Set down each record below precisely, skipping the pictures.

**Available data:**
__________________________________________________
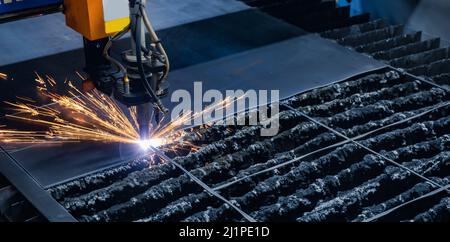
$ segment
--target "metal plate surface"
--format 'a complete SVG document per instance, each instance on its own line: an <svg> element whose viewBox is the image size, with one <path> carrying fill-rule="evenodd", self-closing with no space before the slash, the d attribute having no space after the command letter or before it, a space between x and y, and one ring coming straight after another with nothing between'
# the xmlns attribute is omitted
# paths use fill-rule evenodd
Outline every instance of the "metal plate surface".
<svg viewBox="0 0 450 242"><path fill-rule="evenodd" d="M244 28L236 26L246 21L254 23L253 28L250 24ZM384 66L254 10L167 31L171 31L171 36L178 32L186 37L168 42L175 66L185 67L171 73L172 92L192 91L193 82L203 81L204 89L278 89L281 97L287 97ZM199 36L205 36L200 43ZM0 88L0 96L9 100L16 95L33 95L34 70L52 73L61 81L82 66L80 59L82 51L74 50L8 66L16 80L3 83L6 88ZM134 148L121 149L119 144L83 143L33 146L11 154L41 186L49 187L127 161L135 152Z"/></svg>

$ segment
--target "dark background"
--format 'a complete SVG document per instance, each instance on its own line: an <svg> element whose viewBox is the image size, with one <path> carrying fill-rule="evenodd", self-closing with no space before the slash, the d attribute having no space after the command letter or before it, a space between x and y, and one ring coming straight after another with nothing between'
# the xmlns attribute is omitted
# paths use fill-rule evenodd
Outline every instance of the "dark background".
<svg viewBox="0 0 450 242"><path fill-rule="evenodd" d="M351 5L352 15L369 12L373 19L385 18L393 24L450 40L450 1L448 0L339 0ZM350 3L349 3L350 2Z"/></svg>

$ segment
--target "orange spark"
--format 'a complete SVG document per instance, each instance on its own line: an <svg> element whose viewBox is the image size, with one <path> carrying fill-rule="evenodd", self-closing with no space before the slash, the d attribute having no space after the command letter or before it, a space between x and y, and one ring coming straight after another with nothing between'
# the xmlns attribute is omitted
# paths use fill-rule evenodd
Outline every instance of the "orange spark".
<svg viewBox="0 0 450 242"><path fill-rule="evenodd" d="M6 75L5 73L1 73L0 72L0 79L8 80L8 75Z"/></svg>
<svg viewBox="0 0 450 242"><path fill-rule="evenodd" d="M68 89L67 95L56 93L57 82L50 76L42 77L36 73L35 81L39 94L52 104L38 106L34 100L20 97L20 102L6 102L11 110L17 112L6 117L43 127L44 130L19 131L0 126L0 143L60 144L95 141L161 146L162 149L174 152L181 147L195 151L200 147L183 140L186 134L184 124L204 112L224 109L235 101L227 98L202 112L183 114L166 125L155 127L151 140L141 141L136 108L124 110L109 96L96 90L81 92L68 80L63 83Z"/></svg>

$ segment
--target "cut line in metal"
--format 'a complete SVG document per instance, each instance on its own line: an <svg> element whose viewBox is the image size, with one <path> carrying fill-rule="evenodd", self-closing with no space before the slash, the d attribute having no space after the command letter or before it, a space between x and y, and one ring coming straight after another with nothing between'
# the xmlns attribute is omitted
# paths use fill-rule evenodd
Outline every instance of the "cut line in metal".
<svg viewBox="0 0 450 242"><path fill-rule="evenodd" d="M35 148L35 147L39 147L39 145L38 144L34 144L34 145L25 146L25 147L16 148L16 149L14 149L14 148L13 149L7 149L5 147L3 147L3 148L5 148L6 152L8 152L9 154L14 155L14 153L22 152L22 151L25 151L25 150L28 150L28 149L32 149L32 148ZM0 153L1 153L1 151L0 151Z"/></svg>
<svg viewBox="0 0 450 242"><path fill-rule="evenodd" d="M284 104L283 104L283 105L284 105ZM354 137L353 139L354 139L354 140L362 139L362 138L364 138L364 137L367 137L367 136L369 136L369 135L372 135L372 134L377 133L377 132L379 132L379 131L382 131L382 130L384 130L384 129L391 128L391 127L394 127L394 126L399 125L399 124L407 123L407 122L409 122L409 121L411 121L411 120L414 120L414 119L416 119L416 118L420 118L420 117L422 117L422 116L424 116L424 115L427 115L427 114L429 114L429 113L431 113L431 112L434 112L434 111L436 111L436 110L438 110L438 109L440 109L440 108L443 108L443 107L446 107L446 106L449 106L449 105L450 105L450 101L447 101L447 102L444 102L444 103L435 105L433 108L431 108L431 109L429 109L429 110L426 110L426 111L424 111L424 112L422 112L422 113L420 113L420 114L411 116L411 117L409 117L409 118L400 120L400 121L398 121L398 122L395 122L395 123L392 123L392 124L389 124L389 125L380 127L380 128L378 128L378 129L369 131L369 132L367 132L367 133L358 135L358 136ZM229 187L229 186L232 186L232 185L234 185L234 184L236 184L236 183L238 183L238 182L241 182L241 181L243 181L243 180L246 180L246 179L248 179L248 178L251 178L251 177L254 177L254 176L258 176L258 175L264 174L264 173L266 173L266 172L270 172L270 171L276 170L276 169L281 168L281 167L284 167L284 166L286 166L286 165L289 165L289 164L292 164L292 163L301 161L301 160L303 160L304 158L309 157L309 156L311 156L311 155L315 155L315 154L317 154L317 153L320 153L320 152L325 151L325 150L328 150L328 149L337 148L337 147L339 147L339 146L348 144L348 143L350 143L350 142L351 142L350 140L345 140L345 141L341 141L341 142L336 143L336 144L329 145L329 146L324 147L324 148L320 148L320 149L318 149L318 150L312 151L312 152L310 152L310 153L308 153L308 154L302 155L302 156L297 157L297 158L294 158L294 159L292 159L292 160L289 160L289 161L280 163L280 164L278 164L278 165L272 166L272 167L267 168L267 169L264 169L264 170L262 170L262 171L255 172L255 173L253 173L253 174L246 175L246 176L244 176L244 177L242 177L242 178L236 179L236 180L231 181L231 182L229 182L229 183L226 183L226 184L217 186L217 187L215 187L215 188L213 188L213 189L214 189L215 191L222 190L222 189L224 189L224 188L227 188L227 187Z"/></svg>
__________________________________________________
**Exercise solution:**
$ segment
--target "metal plate surface"
--format 'a complete SVG document per instance, each instance on its own line: an <svg> element whose viewBox is the image size, with one <path> carrying fill-rule="evenodd", self-closing with no space before the slash, the d attribute having no space after the command letter or before it, a space between x and y, and one ring coming straight after another with nothing between'
# the xmlns attribute is omitted
# paths use fill-rule evenodd
Outline every instance of the "metal plate surface".
<svg viewBox="0 0 450 242"><path fill-rule="evenodd" d="M244 28L236 26L246 21L254 23L253 28L250 24ZM384 66L254 10L167 31L171 31L171 36L178 32L186 37L168 42L175 66L185 67L171 73L172 92L192 91L193 82L203 81L204 89L278 89L281 97L287 97ZM199 36L205 36L200 43ZM0 88L0 96L9 100L16 95L33 95L34 70L52 73L61 81L82 66L80 59L82 51L74 50L8 66L16 80L3 83L6 88ZM134 148L121 149L119 144L83 143L33 146L11 154L41 186L49 187L127 161L135 152Z"/></svg>

$ segment
--target "dark background"
--format 'a complete SVG document per instance, each instance on its own line: an <svg> element whose viewBox is the image size, with one <path> carrying fill-rule="evenodd", self-closing with no space before the slash, the d attribute having no space after the command letter or before it, a space between x and y, and one ring coming straight after another with nothing between'
# the xmlns attribute is omitted
# paths use fill-rule evenodd
Outline every instance of the "dark background".
<svg viewBox="0 0 450 242"><path fill-rule="evenodd" d="M351 5L352 15L369 12L373 19L385 18L393 24L450 40L450 1L448 0L339 0ZM350 3L349 3L350 2Z"/></svg>

$ segment
--target "orange spark"
--format 'a complete SVG document per instance, each instance on its own line: an <svg> element whose viewBox is the image size, with one <path> carrying fill-rule="evenodd", self-closing with no space before the slash, the d attribute having no space after the command letter or before it, a space between x and y, and one ring coming straight after another with nothing between'
# the xmlns attribute is omitted
# paths use fill-rule evenodd
Outline every instance of the "orange spark".
<svg viewBox="0 0 450 242"><path fill-rule="evenodd" d="M6 75L5 73L1 73L0 72L0 79L8 80L8 75Z"/></svg>
<svg viewBox="0 0 450 242"><path fill-rule="evenodd" d="M68 89L67 95L56 93L57 82L50 76L42 77L36 73L35 81L39 94L52 104L38 106L34 100L20 97L20 102L6 102L11 110L17 112L6 117L43 127L44 130L19 131L0 126L0 143L60 144L95 141L161 146L162 149L174 152L181 147L195 151L200 147L183 140L186 134L184 124L204 112L224 109L235 101L227 98L202 112L183 114L166 125L155 127L151 140L141 141L136 108L124 110L109 96L96 90L81 92L68 80L63 83Z"/></svg>

$ segment
--target "cut line in metal"
--format 'a complete SVG document per instance, each instance on its own line: an <svg> element whose viewBox is the image size, with one <path> carrying fill-rule="evenodd", self-closing with no space before the slash, the d attribute having no space after the command letter or before it, a space between x and y, and one ring coming straight after another with nothing between'
# the xmlns attribute is omitted
# paths use fill-rule evenodd
Outline every instance of the "cut line in metal".
<svg viewBox="0 0 450 242"><path fill-rule="evenodd" d="M35 148L35 147L39 147L39 145L38 144L34 144L34 145L25 146L25 147L16 148L16 149L14 149L14 148L13 149L7 149L5 147L3 147L3 148L5 148L6 152L8 152L9 154L14 155L14 153L22 152L22 151L25 151L25 150L28 150L28 149L32 149L32 148ZM0 153L1 153L1 151L0 151Z"/></svg>
<svg viewBox="0 0 450 242"><path fill-rule="evenodd" d="M284 104L283 104L283 105L284 105ZM354 137L353 139L354 139L354 140L362 139L362 138L364 138L364 137L367 137L367 136L369 136L369 135L372 135L372 134L377 133L377 132L379 132L379 131L382 131L382 130L384 130L384 129L391 128L391 127L394 127L394 126L399 125L399 124L407 123L407 122L409 122L409 121L411 121L411 120L414 120L414 119L416 119L416 118L420 118L420 117L422 117L422 116L424 116L424 115L427 115L427 114L429 114L429 113L431 113L431 112L434 112L434 111L436 111L436 110L438 110L438 109L440 109L440 108L443 108L443 107L446 107L446 106L449 106L449 105L450 105L450 101L447 101L447 102L444 102L444 103L435 105L433 108L431 108L431 109L429 109L429 110L426 110L426 111L424 111L424 112L422 112L422 113L420 113L420 114L411 116L411 117L409 117L409 118L400 120L400 121L398 121L398 122L395 122L395 123L392 123L392 124L389 124L389 125L380 127L380 128L378 128L378 129L369 131L369 132L367 132L367 133L358 135L358 136ZM229 187L229 186L232 186L232 185L234 185L234 184L236 184L236 183L238 183L238 182L241 182L241 181L243 181L243 180L246 180L246 179L248 179L248 178L251 178L251 177L254 177L254 176L258 176L258 175L264 174L264 173L266 173L266 172L270 172L270 171L276 170L276 169L281 168L281 167L284 167L284 166L286 166L286 165L289 165L289 164L292 164L292 163L301 161L301 160L303 160L304 158L309 157L309 156L311 156L311 155L315 155L315 154L317 154L317 153L320 153L320 152L325 151L325 150L328 150L328 149L337 148L337 147L339 147L339 146L348 144L348 143L350 143L350 142L351 142L350 140L345 140L345 141L341 141L341 142L336 143L336 144L329 145L329 146L324 147L324 148L320 148L320 149L318 149L318 150L312 151L312 152L310 152L310 153L308 153L308 154L302 155L302 156L297 157L297 158L294 158L294 159L292 159L292 160L289 160L289 161L280 163L280 164L278 164L278 165L272 166L272 167L267 168L267 169L264 169L264 170L262 170L262 171L255 172L255 173L253 173L253 174L246 175L246 176L244 176L244 177L242 177L242 178L236 179L236 180L231 181L231 182L229 182L229 183L226 183L226 184L217 186L217 187L215 187L215 188L213 188L213 189L214 189L215 191L222 190L222 189L224 189L224 188L227 188L227 187Z"/></svg>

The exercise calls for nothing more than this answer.